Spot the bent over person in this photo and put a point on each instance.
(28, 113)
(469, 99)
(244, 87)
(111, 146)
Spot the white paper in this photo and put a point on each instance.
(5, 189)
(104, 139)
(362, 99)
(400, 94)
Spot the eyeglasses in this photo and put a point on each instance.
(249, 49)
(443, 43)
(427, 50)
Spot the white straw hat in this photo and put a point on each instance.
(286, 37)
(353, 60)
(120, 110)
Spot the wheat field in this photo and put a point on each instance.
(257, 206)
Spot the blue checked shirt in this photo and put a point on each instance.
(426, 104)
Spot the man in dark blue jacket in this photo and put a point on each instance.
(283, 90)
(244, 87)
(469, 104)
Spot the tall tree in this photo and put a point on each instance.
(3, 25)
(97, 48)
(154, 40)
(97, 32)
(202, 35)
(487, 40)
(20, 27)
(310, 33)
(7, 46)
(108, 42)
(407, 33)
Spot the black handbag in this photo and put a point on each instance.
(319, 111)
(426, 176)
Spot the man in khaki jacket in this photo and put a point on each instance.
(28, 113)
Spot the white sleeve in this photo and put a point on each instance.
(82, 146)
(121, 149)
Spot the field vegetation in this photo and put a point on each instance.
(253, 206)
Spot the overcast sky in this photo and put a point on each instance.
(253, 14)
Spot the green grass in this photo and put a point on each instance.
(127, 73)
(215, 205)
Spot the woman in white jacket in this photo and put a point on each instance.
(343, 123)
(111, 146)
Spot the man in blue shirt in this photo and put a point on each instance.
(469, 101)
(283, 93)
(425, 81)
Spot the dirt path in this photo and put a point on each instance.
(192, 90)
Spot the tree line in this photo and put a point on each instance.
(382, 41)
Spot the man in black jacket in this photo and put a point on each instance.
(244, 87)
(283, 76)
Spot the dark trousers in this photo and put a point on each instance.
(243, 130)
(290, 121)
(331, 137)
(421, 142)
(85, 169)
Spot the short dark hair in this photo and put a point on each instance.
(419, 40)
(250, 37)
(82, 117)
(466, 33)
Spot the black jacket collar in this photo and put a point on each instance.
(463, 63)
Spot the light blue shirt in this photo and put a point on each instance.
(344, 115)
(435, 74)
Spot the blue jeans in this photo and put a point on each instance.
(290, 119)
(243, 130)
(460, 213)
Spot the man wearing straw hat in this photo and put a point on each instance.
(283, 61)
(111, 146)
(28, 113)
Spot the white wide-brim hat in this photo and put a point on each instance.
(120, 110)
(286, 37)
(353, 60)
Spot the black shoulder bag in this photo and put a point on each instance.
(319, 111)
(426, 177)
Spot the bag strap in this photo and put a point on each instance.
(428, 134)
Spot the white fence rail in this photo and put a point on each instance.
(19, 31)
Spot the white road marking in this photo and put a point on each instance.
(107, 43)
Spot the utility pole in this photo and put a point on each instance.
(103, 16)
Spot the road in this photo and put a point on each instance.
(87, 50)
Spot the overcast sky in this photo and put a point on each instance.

* * * * * * * * *

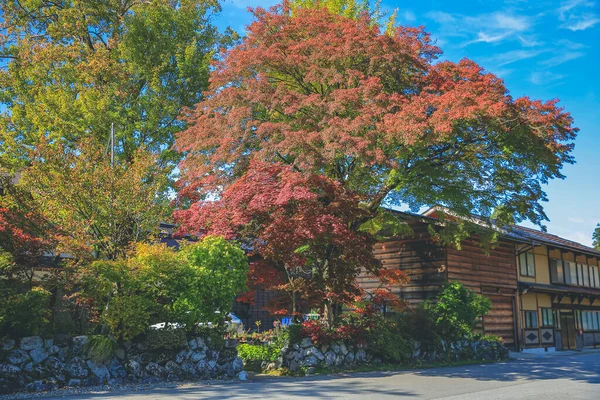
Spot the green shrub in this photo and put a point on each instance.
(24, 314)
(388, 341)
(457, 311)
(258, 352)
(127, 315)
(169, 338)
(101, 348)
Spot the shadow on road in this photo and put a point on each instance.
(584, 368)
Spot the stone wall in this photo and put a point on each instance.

* * * * * * * * *

EXERCISE DESCRIPTION:
With the line holding "Spot the shadow" as the first and the line holding "Spot the stone" as the last, set down that range of the entries above exactly, and nothing else.

WRITTEN REPLY:
Spot the shadow on road in this photo and put a point on each instance.
(584, 368)
Spot the stone wall in this photo and put a point on each instance.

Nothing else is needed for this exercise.